Task statement: Please print the full listing exactly.

Material for this task:
╔══
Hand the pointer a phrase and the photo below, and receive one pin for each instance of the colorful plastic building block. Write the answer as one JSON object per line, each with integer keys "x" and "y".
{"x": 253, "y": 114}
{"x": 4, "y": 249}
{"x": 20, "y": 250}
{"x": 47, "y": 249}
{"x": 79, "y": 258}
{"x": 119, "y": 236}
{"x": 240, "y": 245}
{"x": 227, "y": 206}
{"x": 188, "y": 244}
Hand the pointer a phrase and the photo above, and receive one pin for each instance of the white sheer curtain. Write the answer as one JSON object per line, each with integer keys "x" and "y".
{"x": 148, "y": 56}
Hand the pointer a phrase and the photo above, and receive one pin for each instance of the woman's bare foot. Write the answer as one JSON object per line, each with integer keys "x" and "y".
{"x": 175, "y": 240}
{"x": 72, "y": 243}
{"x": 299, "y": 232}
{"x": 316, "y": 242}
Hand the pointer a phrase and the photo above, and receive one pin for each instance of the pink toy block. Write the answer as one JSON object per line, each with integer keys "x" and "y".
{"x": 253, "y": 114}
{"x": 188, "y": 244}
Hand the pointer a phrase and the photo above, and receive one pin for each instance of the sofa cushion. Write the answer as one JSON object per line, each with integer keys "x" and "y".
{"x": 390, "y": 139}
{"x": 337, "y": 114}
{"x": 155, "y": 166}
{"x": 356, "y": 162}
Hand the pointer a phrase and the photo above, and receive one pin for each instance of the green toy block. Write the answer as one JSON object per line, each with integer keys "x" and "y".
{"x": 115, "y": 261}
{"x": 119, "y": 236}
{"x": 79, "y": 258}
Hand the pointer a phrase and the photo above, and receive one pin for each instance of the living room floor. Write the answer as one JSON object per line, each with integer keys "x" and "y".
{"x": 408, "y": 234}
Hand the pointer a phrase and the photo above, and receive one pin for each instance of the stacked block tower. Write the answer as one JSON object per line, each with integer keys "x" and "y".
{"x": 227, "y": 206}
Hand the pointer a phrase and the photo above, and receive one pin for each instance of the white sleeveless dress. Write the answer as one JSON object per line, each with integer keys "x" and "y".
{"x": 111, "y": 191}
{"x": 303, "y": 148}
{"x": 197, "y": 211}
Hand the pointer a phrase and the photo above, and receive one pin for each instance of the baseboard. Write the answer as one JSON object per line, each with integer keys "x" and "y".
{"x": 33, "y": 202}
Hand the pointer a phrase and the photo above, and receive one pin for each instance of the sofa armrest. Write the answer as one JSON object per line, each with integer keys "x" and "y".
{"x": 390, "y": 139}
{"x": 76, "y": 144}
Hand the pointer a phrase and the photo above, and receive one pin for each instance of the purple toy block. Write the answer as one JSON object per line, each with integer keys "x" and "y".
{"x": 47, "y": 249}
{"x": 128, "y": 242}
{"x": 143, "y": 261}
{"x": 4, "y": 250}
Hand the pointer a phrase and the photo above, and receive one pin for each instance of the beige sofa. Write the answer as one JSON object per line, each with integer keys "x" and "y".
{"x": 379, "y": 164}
╚══
Correct output:
Hand the pointer a phrase and the photo below, and receive one pin for each instance of the colorful plastic building block. Write the answer as one JSON object per line, each with integer keys "x" and "y".
{"x": 253, "y": 114}
{"x": 4, "y": 249}
{"x": 20, "y": 250}
{"x": 47, "y": 249}
{"x": 79, "y": 258}
{"x": 119, "y": 236}
{"x": 240, "y": 245}
{"x": 227, "y": 206}
{"x": 188, "y": 244}
Hand the pointer a phrase and the photo above, and receive one pin for each instance of the white sheer curtain. Write the answer as one JSON object per line, each with integer keys "x" and "y".
{"x": 148, "y": 56}
Hand the pointer a phrase and the photo above, and receive one pin for each instance of the woman's bare foot. Write the answer as one JSON object per line, each with integer keys "x" and "y".
{"x": 175, "y": 240}
{"x": 72, "y": 243}
{"x": 299, "y": 232}
{"x": 316, "y": 242}
Hand the pointer a phrase and the photo above, and receive one pin for each instance of the pink toy block. Write the answer as one JSON object per line, each with integer keys "x" and "y".
{"x": 253, "y": 114}
{"x": 188, "y": 244}
Hand the pointer a phrase and the photo above, and receive one pin for each instance of the sofa cushion. Write the answer as one JSON object per line, each with integer keys "x" and "y".
{"x": 390, "y": 139}
{"x": 337, "y": 114}
{"x": 155, "y": 166}
{"x": 356, "y": 162}
Hand the pointer a phrase and the photo above, and receive one pin for each instance of the green toy block. Write the answer as one JSON object per line, each with integer keys "x" and "y".
{"x": 115, "y": 261}
{"x": 119, "y": 236}
{"x": 79, "y": 258}
Hand the pointer a phrase and the photo above, and receive one pin for each instance of the living room floor. Write the answer as one JSON object per line, each with integer keys "x" and "y".
{"x": 408, "y": 234}
Hand the pointer a phrase and the photo above, and receive one pin for each instance of the stacked block tower. Write the answer as one JSON object per line, each with integer keys "x" and "y".
{"x": 227, "y": 206}
Hand the pointer a phrase and the photo above, and receive one pin for each instance of the white sleeveless dress. Write the answer as one JSON object per line, each with integer keys "x" and "y".
{"x": 111, "y": 191}
{"x": 303, "y": 148}
{"x": 197, "y": 211}
Hand the pointer a phrase and the photo above, and receive one pin for each instance of the baseboard. Write the answer as one JSON object per line, each with integer keys "x" and "y".
{"x": 33, "y": 202}
Hand the pointer a phrase and the photo above, and receive one pin for each instance of the sofa armrest. Write the answer as one JSON object per line, each with integer keys "x" and "y".
{"x": 390, "y": 139}
{"x": 76, "y": 144}
Hand the pointer a phrase and the photo above, and receive one pin for each instance of the purple toy block. Write the answer as one JSON object per line, each with integer keys "x" and "y".
{"x": 47, "y": 249}
{"x": 128, "y": 242}
{"x": 143, "y": 261}
{"x": 4, "y": 250}
Hand the pointer a phrase and the photo above, and receive one pin for each instance of the beige sofa. Write the answer as one JSON object per line, each with integer keys "x" and "y".
{"x": 379, "y": 164}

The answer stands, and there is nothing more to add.